Exercise task
Retype the records from the line containing "Task: indicate the clock base" up to and including the line containing "x=484 y=245", character for character.
•••
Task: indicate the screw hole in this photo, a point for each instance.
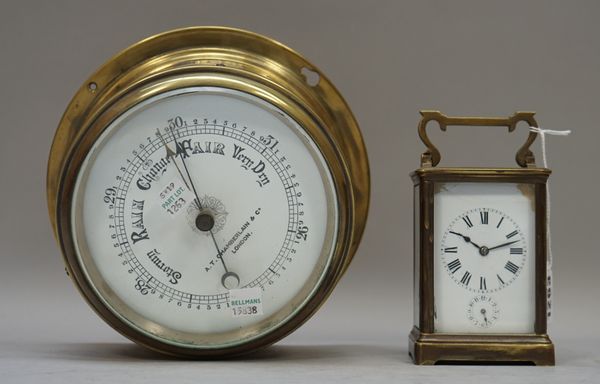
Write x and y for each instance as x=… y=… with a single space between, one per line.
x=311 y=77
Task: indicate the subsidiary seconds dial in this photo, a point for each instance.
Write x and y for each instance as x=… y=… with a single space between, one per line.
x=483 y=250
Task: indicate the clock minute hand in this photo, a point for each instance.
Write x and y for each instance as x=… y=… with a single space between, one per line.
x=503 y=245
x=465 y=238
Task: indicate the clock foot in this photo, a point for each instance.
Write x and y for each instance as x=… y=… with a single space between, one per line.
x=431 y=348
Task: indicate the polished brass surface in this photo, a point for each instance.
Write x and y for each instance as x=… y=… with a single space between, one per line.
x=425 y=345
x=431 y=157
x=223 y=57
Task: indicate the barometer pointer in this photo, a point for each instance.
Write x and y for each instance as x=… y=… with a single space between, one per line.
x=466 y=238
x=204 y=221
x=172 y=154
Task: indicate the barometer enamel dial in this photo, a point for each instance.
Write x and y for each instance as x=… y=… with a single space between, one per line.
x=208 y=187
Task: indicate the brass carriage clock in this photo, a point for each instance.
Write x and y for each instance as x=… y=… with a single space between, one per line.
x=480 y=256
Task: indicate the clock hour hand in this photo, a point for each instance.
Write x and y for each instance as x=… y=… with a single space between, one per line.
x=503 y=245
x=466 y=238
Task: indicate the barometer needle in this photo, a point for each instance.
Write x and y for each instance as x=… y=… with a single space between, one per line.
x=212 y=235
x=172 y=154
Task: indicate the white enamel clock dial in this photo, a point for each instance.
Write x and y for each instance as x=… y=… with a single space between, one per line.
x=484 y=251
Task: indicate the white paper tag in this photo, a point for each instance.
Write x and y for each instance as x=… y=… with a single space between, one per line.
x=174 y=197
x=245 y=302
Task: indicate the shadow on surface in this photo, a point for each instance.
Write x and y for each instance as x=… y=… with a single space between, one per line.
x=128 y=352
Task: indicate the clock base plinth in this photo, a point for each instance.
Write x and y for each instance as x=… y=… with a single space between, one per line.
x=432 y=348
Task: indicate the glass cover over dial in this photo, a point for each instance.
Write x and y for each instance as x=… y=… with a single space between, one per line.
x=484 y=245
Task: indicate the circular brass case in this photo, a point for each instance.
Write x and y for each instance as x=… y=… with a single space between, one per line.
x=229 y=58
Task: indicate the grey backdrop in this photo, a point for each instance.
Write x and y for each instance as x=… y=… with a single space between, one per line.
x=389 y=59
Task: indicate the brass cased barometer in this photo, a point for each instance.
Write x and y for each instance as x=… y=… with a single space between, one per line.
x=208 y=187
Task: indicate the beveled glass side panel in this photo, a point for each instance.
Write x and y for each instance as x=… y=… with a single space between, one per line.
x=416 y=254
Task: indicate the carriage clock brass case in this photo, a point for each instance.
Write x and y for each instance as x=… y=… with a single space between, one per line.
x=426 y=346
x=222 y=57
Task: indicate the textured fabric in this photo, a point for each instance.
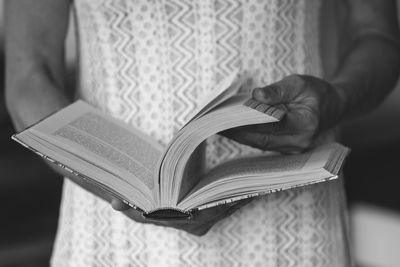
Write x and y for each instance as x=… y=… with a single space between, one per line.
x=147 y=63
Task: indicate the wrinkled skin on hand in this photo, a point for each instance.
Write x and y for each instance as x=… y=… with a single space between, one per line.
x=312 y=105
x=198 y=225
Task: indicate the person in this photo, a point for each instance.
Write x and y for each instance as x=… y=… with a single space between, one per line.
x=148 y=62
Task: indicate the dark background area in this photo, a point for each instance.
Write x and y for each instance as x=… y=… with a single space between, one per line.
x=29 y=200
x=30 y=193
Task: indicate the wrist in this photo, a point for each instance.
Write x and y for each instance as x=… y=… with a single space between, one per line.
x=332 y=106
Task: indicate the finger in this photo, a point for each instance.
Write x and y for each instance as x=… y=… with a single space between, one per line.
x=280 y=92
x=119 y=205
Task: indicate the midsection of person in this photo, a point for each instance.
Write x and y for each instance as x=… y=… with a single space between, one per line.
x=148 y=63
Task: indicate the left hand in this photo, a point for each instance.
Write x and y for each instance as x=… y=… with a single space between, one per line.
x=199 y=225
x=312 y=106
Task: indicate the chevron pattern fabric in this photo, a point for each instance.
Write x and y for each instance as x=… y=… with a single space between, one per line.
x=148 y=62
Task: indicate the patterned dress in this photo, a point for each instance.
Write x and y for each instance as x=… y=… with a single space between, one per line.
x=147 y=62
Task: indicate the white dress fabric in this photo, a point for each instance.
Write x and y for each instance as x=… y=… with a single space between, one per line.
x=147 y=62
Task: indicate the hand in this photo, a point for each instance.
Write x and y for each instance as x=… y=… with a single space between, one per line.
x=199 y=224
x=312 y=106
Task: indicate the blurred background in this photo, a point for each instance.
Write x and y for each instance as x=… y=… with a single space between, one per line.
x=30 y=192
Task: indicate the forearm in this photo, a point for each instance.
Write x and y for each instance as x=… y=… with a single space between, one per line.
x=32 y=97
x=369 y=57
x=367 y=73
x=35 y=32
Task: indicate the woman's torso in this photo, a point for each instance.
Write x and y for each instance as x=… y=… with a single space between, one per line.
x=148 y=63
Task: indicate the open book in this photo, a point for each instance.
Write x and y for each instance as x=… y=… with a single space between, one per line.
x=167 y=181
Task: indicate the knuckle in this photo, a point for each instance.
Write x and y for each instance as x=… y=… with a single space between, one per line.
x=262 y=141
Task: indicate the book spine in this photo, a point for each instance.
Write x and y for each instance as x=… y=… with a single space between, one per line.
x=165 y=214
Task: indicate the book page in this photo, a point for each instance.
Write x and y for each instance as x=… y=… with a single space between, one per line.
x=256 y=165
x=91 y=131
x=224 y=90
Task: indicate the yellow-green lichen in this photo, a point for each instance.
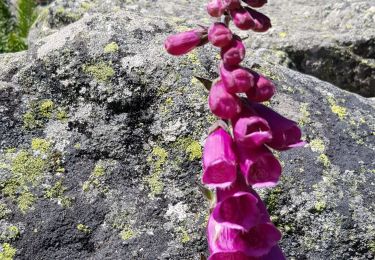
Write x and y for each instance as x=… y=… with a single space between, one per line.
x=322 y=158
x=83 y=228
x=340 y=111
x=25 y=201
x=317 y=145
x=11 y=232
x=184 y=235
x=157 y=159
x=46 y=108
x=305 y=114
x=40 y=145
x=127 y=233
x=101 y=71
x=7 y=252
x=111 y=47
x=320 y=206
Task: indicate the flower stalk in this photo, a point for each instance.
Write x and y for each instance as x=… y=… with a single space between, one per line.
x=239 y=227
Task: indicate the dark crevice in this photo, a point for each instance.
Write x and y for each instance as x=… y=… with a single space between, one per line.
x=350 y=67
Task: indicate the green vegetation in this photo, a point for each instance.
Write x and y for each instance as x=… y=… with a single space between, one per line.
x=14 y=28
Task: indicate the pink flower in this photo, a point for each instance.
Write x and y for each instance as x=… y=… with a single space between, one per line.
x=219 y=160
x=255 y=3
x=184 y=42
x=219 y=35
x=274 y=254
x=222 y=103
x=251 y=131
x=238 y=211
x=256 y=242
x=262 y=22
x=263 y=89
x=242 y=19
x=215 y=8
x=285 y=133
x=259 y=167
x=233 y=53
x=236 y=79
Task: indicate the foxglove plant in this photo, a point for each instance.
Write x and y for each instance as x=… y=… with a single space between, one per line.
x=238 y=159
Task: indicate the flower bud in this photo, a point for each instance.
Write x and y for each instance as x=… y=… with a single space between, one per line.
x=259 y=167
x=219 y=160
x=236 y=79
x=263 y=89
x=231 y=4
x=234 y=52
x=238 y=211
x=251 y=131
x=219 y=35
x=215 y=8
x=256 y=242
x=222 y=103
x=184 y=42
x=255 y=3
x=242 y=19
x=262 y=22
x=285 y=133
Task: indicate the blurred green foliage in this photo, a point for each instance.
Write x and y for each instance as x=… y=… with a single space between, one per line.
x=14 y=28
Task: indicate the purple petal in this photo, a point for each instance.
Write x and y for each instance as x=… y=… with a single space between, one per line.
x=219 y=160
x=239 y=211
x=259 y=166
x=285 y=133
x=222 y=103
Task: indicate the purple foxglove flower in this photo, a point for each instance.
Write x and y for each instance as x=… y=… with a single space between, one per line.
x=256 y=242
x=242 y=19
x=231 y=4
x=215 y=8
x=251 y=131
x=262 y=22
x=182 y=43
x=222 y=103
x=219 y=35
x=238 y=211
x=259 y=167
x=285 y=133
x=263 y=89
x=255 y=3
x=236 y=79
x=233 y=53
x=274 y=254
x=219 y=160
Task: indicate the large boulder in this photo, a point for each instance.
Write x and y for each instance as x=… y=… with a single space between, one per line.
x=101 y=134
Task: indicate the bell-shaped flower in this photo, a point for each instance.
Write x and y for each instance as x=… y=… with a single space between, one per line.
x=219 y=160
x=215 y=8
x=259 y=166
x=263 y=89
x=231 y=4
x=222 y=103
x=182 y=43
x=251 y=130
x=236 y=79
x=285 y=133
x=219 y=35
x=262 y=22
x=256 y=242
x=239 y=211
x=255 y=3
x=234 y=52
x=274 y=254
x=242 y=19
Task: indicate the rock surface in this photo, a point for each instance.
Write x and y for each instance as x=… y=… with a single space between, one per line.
•••
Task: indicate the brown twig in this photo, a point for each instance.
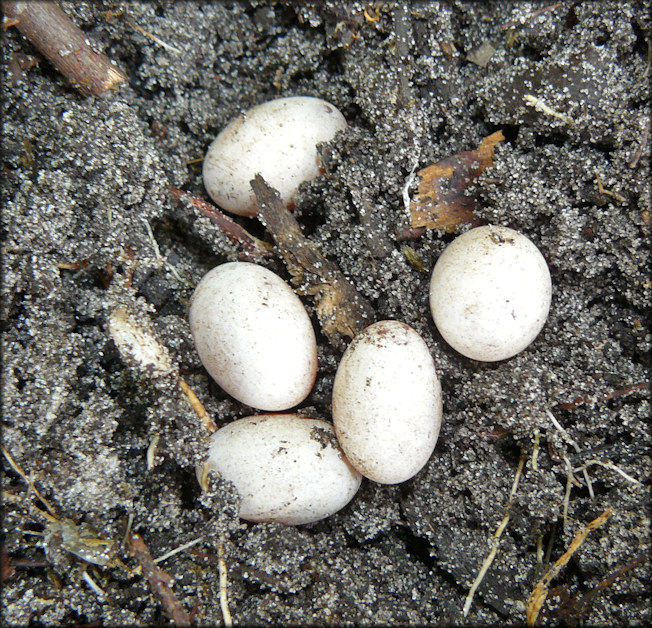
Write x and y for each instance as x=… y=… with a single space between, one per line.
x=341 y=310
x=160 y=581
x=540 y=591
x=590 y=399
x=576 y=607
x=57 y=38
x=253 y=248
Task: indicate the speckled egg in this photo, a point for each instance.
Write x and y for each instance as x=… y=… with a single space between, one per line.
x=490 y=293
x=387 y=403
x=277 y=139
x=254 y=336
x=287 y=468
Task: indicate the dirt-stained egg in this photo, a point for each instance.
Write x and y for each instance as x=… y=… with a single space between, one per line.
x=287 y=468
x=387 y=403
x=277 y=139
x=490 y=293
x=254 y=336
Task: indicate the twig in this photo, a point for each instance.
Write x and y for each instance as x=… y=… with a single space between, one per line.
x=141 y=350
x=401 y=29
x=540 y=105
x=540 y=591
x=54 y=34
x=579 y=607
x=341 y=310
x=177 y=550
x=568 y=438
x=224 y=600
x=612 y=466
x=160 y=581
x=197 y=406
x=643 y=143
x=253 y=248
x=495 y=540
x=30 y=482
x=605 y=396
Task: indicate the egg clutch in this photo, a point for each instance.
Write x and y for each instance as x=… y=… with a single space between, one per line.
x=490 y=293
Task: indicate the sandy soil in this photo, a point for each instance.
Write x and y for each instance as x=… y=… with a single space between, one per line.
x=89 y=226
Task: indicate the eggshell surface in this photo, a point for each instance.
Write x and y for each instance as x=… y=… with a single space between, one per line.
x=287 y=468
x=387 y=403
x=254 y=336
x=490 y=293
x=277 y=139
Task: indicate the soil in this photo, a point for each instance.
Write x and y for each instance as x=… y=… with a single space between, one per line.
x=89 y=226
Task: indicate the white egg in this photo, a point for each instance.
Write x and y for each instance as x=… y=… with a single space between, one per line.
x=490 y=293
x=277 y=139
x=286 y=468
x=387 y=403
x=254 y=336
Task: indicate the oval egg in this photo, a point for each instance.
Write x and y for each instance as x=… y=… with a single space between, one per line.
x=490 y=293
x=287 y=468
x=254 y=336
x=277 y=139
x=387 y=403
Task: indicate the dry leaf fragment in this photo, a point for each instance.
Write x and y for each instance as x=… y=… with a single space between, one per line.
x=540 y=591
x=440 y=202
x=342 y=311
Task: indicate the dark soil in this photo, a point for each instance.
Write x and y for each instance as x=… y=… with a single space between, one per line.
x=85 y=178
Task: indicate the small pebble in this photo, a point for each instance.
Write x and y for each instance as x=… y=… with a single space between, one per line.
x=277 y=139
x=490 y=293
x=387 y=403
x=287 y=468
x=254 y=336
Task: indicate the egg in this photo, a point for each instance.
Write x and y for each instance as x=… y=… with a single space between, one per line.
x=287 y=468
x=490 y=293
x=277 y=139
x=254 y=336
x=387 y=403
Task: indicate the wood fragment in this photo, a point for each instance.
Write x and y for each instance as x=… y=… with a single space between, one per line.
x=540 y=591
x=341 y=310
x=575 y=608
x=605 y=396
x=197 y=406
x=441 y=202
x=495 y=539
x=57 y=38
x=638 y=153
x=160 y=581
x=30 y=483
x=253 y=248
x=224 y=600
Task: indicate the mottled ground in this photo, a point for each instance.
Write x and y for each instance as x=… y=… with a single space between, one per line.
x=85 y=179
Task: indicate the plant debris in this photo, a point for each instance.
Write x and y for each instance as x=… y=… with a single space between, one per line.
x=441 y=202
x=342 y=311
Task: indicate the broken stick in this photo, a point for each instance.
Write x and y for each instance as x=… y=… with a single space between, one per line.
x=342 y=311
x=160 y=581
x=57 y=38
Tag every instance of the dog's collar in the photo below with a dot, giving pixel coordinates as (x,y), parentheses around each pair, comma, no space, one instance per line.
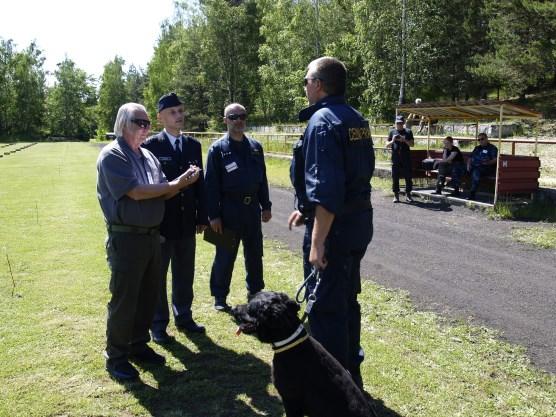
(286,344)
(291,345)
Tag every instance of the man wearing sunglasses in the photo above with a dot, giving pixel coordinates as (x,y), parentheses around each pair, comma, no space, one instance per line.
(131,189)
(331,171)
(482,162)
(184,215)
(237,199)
•••
Reply
Task: indicate the clock base plinth in this photo, a point for each instance.
Write x and y for each instance as x=… y=… with a single space between, one per line.
x=432 y=348
Task: indicate the glass cover over dial in this photo, a point for each instance.
Write x and y for each instance as x=… y=… with a single space between, one per line.
x=484 y=245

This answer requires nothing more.